## TASK TO COMPLETE
Scan the records for lines holding "building". Say how many there are and give nothing else.

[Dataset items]

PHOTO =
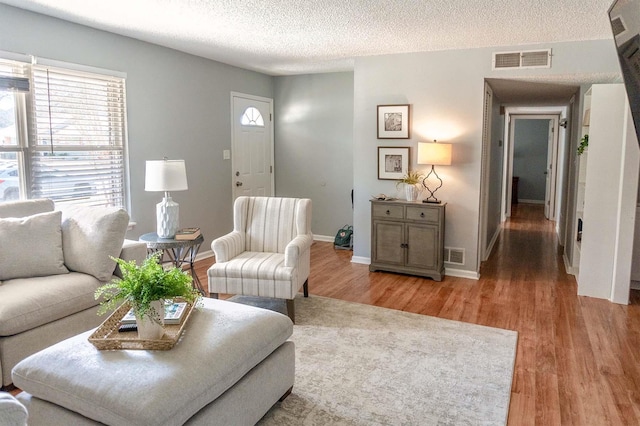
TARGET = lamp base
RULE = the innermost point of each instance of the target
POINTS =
(167, 213)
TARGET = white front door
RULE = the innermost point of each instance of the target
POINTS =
(252, 145)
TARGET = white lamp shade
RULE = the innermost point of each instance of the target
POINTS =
(165, 175)
(437, 154)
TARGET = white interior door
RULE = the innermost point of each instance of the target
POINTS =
(550, 173)
(252, 145)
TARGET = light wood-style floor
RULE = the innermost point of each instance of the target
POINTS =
(578, 358)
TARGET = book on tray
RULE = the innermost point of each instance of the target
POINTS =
(173, 313)
(187, 234)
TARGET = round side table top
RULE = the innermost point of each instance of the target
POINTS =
(155, 242)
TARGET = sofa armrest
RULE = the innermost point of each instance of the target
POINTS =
(132, 250)
(296, 248)
(228, 246)
(12, 412)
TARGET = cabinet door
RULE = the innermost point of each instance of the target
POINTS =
(422, 250)
(387, 242)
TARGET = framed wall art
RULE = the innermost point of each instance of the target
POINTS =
(393, 122)
(393, 162)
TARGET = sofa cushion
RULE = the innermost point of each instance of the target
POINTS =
(30, 302)
(90, 235)
(222, 342)
(31, 246)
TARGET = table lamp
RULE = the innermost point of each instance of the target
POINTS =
(435, 154)
(166, 175)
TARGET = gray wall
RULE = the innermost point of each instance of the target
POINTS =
(314, 149)
(530, 146)
(445, 90)
(178, 106)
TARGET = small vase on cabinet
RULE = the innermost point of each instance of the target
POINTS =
(411, 192)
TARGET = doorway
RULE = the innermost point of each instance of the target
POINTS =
(534, 142)
(532, 151)
(252, 150)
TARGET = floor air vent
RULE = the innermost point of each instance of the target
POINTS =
(454, 255)
(524, 59)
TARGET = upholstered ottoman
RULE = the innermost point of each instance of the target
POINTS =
(231, 365)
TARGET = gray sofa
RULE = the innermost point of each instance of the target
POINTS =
(51, 262)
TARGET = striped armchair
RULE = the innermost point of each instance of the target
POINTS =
(268, 252)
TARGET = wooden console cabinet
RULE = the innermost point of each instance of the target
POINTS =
(407, 237)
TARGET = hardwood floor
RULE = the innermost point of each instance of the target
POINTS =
(578, 358)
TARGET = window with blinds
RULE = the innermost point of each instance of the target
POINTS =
(77, 137)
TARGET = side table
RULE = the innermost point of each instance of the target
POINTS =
(180, 252)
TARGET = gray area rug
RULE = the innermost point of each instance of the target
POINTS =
(363, 365)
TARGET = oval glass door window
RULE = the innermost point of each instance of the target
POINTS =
(252, 117)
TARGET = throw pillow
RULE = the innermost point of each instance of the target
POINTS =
(31, 246)
(90, 235)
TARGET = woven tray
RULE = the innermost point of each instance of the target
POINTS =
(106, 336)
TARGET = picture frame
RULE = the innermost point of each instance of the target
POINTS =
(394, 121)
(393, 162)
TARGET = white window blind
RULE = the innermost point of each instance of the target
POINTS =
(78, 137)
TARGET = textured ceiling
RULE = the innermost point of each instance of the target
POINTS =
(280, 37)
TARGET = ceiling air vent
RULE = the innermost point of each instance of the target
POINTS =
(524, 59)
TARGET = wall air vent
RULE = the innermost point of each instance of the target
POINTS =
(454, 255)
(523, 59)
(618, 26)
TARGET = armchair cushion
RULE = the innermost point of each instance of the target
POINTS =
(257, 274)
(228, 246)
(31, 246)
(90, 235)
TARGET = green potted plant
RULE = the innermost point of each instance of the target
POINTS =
(411, 180)
(146, 287)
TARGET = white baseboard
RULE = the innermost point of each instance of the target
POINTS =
(361, 259)
(459, 273)
(567, 266)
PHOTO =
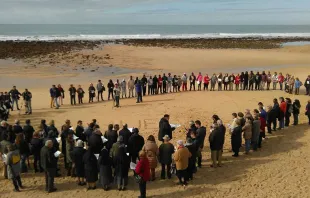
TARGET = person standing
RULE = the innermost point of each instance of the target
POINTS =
(117, 93)
(14, 93)
(49, 165)
(181, 158)
(91, 92)
(124, 88)
(165, 157)
(200, 138)
(143, 170)
(165, 128)
(13, 167)
(131, 86)
(139, 92)
(62, 94)
(81, 93)
(72, 92)
(247, 134)
(27, 96)
(296, 111)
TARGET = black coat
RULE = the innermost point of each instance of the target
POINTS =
(112, 136)
(164, 129)
(28, 132)
(90, 166)
(77, 158)
(36, 145)
(135, 144)
(126, 135)
(95, 142)
(215, 139)
(48, 159)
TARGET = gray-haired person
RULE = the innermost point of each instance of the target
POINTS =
(49, 164)
(13, 167)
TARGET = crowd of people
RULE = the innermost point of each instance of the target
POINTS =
(162, 84)
(94, 156)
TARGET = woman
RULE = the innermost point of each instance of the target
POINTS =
(91, 168)
(69, 149)
(296, 111)
(105, 168)
(91, 92)
(151, 150)
(81, 93)
(36, 144)
(62, 94)
(236, 138)
(77, 159)
(24, 151)
(143, 169)
(206, 81)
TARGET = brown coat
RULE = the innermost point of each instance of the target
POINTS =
(152, 151)
(247, 130)
(181, 157)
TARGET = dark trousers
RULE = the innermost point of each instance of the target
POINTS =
(36, 160)
(205, 86)
(144, 90)
(80, 99)
(111, 94)
(100, 94)
(139, 98)
(72, 99)
(49, 178)
(142, 187)
(17, 182)
(182, 175)
(163, 171)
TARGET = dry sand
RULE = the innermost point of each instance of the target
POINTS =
(280, 169)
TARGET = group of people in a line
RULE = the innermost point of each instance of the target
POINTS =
(93, 156)
(162, 84)
(10, 99)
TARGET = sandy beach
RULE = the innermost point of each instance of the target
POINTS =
(280, 169)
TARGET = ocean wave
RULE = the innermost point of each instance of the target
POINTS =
(150, 36)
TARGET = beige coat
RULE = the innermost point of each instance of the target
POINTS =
(152, 151)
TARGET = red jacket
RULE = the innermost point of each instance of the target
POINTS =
(283, 107)
(143, 169)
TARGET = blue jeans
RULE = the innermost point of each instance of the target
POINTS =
(247, 145)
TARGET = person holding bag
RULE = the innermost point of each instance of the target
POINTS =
(142, 172)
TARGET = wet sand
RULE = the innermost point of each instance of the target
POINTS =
(280, 169)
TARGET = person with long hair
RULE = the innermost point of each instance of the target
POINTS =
(151, 150)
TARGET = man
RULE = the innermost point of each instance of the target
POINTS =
(49, 165)
(184, 82)
(181, 158)
(27, 96)
(144, 84)
(307, 85)
(124, 88)
(139, 91)
(125, 133)
(201, 134)
(14, 93)
(131, 86)
(117, 93)
(72, 92)
(135, 145)
(53, 94)
(100, 89)
(166, 151)
(192, 80)
(165, 128)
(28, 131)
(13, 166)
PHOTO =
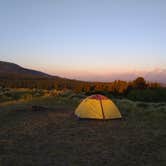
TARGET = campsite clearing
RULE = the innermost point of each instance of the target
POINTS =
(56, 137)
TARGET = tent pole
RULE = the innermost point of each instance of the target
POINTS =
(102, 108)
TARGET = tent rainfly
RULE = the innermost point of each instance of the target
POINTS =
(97, 107)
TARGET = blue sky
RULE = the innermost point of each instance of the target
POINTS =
(84, 38)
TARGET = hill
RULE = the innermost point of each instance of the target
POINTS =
(8, 69)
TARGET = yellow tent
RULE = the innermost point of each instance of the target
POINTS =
(97, 107)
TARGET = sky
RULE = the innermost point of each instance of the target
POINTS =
(85, 39)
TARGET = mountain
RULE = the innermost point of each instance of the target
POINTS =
(7, 69)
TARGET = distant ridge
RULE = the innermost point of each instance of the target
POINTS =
(8, 68)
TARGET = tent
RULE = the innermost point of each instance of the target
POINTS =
(97, 107)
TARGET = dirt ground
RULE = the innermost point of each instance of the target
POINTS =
(57, 137)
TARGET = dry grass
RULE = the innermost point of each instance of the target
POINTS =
(56, 137)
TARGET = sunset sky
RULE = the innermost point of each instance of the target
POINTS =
(85, 39)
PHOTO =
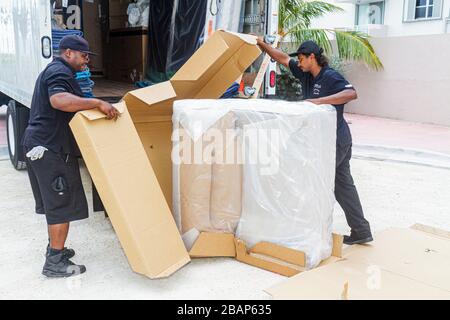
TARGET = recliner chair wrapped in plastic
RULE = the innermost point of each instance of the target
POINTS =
(260, 169)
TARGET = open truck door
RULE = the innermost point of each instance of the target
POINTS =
(25, 50)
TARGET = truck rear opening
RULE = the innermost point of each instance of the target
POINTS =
(132, 52)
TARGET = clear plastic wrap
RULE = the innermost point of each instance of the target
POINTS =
(262, 169)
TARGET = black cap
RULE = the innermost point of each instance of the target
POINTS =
(76, 43)
(307, 48)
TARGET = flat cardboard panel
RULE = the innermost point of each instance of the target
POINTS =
(131, 194)
(155, 137)
(399, 264)
(408, 252)
(363, 283)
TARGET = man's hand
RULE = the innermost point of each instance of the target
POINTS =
(108, 110)
(315, 101)
(260, 42)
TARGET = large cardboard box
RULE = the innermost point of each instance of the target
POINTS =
(409, 263)
(130, 159)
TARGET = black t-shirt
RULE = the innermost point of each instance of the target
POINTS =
(327, 82)
(49, 127)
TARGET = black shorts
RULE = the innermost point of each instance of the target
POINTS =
(57, 188)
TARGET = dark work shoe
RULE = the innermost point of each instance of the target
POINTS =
(59, 266)
(69, 253)
(354, 239)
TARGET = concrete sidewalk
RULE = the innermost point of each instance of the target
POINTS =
(399, 134)
(3, 140)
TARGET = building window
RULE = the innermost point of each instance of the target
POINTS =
(418, 10)
(370, 13)
(424, 9)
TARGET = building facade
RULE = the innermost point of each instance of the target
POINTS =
(390, 18)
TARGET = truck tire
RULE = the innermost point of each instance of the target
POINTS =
(16, 121)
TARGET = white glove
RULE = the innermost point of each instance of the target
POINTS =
(36, 153)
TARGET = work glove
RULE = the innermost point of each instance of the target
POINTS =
(36, 153)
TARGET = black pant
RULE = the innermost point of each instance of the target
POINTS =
(346, 194)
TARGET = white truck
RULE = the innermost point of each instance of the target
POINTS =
(26, 47)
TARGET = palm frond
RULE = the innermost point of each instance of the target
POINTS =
(296, 16)
(301, 12)
(354, 45)
(320, 36)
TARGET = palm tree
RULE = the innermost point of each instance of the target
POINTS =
(295, 18)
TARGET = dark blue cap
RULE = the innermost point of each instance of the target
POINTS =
(307, 48)
(76, 43)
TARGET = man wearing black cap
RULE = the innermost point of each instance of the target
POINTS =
(51, 151)
(323, 85)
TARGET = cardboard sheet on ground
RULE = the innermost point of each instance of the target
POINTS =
(409, 263)
(130, 159)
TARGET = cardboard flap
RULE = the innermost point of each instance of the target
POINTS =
(214, 67)
(95, 114)
(248, 38)
(153, 94)
(203, 59)
(210, 244)
(265, 262)
(275, 251)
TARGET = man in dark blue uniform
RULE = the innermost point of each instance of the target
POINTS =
(51, 151)
(323, 85)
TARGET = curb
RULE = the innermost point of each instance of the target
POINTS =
(402, 155)
(4, 153)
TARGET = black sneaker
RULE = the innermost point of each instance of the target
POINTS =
(68, 253)
(353, 239)
(59, 266)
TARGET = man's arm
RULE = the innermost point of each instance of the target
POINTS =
(68, 102)
(277, 55)
(342, 97)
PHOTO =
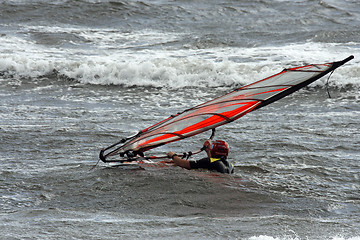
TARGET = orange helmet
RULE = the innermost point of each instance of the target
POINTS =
(219, 148)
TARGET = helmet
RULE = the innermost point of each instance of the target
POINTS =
(219, 148)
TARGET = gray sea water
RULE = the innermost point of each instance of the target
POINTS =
(76, 76)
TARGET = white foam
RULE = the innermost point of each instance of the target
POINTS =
(107, 56)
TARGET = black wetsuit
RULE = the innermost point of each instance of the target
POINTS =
(217, 164)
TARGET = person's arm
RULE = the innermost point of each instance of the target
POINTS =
(179, 161)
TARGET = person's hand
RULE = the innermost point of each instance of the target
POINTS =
(207, 144)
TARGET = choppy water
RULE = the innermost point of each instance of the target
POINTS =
(76, 76)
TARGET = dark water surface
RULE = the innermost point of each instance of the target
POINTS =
(76, 76)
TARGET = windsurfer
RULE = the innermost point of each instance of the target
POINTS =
(216, 159)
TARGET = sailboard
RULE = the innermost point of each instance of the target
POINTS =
(217, 112)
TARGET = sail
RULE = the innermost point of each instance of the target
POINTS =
(222, 110)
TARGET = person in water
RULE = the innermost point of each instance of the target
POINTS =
(217, 152)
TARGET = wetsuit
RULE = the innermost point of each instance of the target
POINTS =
(217, 164)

## EXERCISE RESULT
2